WHAT IS NEEDED ->
What follows is a listing; give it again exactly, in its entirety.

####

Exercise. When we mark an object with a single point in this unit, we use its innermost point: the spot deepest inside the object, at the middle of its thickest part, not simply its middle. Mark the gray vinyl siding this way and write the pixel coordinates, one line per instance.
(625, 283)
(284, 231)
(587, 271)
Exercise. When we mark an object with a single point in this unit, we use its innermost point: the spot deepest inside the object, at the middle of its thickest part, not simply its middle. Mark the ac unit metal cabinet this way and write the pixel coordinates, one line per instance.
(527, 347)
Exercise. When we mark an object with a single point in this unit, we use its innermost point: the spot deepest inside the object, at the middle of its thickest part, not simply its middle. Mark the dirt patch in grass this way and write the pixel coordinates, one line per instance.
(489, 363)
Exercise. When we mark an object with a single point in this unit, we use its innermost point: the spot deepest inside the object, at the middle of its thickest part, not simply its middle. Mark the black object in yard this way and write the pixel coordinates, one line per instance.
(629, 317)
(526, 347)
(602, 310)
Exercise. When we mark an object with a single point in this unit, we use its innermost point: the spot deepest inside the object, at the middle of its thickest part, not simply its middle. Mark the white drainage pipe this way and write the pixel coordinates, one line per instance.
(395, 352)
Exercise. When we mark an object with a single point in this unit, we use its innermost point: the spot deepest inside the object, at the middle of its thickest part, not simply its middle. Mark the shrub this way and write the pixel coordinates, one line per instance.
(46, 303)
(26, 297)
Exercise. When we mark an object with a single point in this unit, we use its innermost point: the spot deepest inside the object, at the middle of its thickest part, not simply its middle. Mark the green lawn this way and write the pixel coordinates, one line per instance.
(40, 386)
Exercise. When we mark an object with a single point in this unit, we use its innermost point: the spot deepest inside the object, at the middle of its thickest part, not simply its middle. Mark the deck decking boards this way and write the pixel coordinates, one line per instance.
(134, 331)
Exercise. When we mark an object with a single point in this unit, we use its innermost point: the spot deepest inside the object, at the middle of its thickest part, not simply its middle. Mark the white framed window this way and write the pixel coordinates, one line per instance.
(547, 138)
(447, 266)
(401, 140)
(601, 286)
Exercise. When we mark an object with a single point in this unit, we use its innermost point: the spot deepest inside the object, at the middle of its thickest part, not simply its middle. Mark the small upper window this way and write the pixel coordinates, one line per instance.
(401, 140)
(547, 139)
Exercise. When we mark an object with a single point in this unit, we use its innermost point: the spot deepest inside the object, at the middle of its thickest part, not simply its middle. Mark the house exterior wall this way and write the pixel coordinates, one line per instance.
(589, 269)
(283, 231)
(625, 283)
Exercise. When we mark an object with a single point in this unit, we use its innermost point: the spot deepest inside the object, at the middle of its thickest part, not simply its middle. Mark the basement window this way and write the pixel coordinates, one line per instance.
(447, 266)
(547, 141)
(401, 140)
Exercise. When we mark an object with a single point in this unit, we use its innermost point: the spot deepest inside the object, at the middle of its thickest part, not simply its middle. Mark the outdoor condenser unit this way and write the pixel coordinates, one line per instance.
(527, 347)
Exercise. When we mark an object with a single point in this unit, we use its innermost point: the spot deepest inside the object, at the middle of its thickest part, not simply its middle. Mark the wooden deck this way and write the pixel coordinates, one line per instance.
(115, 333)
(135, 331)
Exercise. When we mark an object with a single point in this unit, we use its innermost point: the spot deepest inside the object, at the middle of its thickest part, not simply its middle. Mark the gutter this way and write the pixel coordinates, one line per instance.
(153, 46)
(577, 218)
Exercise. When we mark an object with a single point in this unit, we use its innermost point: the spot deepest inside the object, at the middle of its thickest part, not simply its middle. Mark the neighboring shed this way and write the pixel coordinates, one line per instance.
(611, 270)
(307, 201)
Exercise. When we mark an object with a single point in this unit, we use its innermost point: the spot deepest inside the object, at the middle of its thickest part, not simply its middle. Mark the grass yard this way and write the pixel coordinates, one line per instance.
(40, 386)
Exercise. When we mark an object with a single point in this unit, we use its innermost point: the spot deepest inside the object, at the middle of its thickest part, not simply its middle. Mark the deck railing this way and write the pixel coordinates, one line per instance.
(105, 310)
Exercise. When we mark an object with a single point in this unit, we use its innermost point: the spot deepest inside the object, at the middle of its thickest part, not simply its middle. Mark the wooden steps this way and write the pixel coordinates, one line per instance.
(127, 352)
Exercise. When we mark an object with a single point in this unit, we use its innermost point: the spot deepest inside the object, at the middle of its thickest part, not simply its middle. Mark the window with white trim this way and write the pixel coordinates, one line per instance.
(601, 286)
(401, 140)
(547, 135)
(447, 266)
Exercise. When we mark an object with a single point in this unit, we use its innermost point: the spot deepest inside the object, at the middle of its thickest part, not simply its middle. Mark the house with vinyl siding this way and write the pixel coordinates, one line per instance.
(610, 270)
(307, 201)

####

CORRECT ANSWER ->
Exercise. When we mark an object with a single point in this unit, we use its innermost point: the spot deepest inside the object, at the middle of its thickest part, not simply its middle. Mark the gray vinyl siding this way and write the pixel coordinates, one line per instance.
(625, 283)
(284, 231)
(587, 271)
Exercise. When we mark an object with a single point in this unit, we use its innermost point: the spot deepest inside the object, at the middle of its thickest part, not simply its middle. Mark the ac unit metal cabinet this way and write the pixel coordinates, one line per instance.
(527, 347)
Exercise. When we mark an object with a single point in this unit, we use its innermost point: the spot deepest inside the object, at the middle of its thickest part, not simply its middle. Mark the dirt patch in grass this way and write the pixel coordinates, one line per instance.
(489, 363)
Exercise. When we mark an object with a single point in this unit, we use its innermost point: the spot deepest inside the object, at the middle of its thickest part, not simply its middle. Mark the black object in yard this way and write the pixel coordinates, one line per instance.
(629, 317)
(526, 347)
(602, 310)
Exercise. When we mark an object with a single point in this unit, we use its innermost point: the spot deepest inside the object, at the middle of its thickest part, not simply its middle. Mark the white drainage pipe this way and write the pixel coordinates, one line per instance.
(395, 352)
Exercise. When we mark an object with a single point in this unit, we use its innermost point: the spot deepest inside the object, at the middle of its thickest part, not simply its middle. Mark the shrub this way and write the pixel coordinates, one line per instance.
(46, 303)
(26, 297)
Exercise. When we mark an object with a single point in this unit, we use its innermost point: the spot deepest inside the object, at the middle of its thickest part, not simply its middle. Mark the green lawn this way and write the pixel coordinates, one line per instance.
(40, 386)
Exercise. When we mark an object with a single point in this unit, we use its innermost point: the spot deepest inside the object, at the middle of its thickest part, not simply its middle. Mark the deck decking boards this way and write the pixel coordinates, one line per instance.
(134, 331)
Exercise. When we mark an object with a single point in this unit, we use its innermost point: the spot deepest inside the object, at the middle of its thickest part, not simply its middle. Mark the white framed window this way and write the pixel coordinates, one line per instance.
(547, 138)
(447, 266)
(401, 140)
(601, 286)
Exercise. When we mark an object with a single point in this unit, we use its innermost point: the spot deepest inside the object, at the middle of its thickest part, not simply its middle. Mark the small upper window this way and write the pixel coordinates, one line per instance.
(401, 140)
(547, 139)
Exercise. When we mark an object with a single point in this unit, we use its innermost point: the spot deepest inside the object, at the middle of its thickest part, not simply its middle. Mark the house exterior wall this way and write the pixel coordinates, one line per instance.
(589, 269)
(283, 231)
(625, 283)
Exercise. When we mark an object with a single point in this unit, we use its innermost point: the spot deepest inside the object, at the middle of its thickest part, not simply its middle. Mark the basement window this way and write the pixel coordinates, one line per instance.
(447, 266)
(547, 141)
(401, 140)
Exercise. When we mark an object with a single point in this unit, we use its innermost point: the spot deepest inside the object, at the middle of its thickest part, not simply its middle. Mark the outdoor condenser unit this way and write the pixel coordinates, one line per instance.
(527, 347)
Exercise. When we mark an object with a single point in this unit, we use its innermost point: the spot deepest inside the object, at the middle of its thickest part, not simply its middle. Mark the wooden deck this way and write the pixel coordinates, one line per instance.
(115, 333)
(135, 331)
Exercise. When we mark an object with a single point in this unit, we use its innermost point: the spot deepest inside the object, at the middle of its thickest part, not simply its middle. Mark the gutter this way and write the pixel coordinates, one line per instance.
(153, 46)
(577, 218)
Exercise. When we mark an object with a single point in this unit, we use its innermost point: the spot deepest inside the object, at the middle of its thickest part, not simply its middle. Mark the neighboring shed this way and write the pixel coordinates, one line per instance.
(611, 270)
(307, 201)
Exercise. When we mark an object with a single point in this unit, we use its innermost point: the spot deepest inside the object, at the middle of its thickest part, not simply its middle. Mark the grass yard this way and write the pixel coordinates, one line per instance.
(40, 386)
Exercise. When we mark an object with a single point in this unit, we use its innermost point: the spot deepest inside the object, at the middle of its thickest part, not simply its middle. Mark the deck railing this way and write the pixel coordinates, one line per instance.
(105, 310)
Exercise. When we mark an object with a single point in this unit, we use its innermost point: the spot deepest inside the object, at the middle of its thickest part, not simply its middle. Mark the wooden steps this way and write the pixel coordinates, one line per instance.
(127, 352)
Exercise. When we mark an object with a single point in this unit, we use its innermost point: the spot deepest inside the object, at the middle of its thickest part, not simply its middle. Mark the window with white trim this way and write the pixel coordinates, one line per instance.
(601, 286)
(401, 140)
(547, 135)
(447, 266)
Exercise. When we mark an object with a single point in this unit, we use its innermost point: the spot deepest inside the object, at the middle of its thickest part, not simply its middle. Mark the house with vinyl siding this way and write the pixel coordinates, one line per instance.
(610, 270)
(307, 201)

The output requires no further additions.